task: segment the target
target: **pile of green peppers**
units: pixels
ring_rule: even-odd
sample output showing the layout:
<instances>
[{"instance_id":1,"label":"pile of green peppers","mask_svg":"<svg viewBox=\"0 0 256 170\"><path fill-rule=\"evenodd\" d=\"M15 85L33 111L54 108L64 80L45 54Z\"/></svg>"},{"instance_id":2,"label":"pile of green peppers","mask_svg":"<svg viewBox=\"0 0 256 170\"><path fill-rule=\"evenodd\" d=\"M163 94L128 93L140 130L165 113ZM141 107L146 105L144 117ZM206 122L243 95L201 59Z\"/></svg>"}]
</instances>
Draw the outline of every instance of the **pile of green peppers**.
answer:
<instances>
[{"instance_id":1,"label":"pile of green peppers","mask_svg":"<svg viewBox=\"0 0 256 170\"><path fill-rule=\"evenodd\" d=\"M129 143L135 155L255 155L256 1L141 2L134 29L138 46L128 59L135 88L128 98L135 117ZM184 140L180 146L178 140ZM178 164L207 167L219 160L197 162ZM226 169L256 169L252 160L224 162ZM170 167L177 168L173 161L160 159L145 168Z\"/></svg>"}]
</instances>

◇ ◇ ◇ ◇ ◇

== The request ==
Express every line of the items above as a JSON list of strings, one string per line, leaving out blank lines.

== Exercise result ==
[
  "task: segment the target",
  "target: **pile of green peppers**",
  "units: pixels",
  "ring_rule: even-odd",
  "sample output showing the layout:",
  "<instances>",
  "[{\"instance_id\":1,\"label\":\"pile of green peppers\",\"mask_svg\":\"<svg viewBox=\\\"0 0 256 170\\\"><path fill-rule=\\\"evenodd\\\" d=\\\"M15 85L33 111L54 108L64 80L45 54Z\\\"/></svg>\"},{\"instance_id\":2,\"label\":\"pile of green peppers\",\"mask_svg\":\"<svg viewBox=\\\"0 0 256 170\\\"><path fill-rule=\\\"evenodd\\\" d=\\\"M163 94L128 93L140 130L165 113ZM141 107L146 105L144 117ZM206 122L243 95L201 59Z\\\"/></svg>\"}]",
  "</instances>",
  "Draw the outline of every instance of the **pile of green peppers**.",
  "answer:",
  "<instances>",
  "[{\"instance_id\":1,\"label\":\"pile of green peppers\",\"mask_svg\":\"<svg viewBox=\\\"0 0 256 170\\\"><path fill-rule=\\\"evenodd\\\" d=\\\"M129 143L135 155L255 155L256 1L141 2L134 29L138 46L128 59L135 88L128 98L135 117ZM184 140L180 146L178 140ZM178 164L207 167L219 160L197 162ZM226 169L256 169L252 160L224 162ZM170 167L177 168L173 161L160 159L145 168Z\\\"/></svg>\"}]",
  "</instances>"
]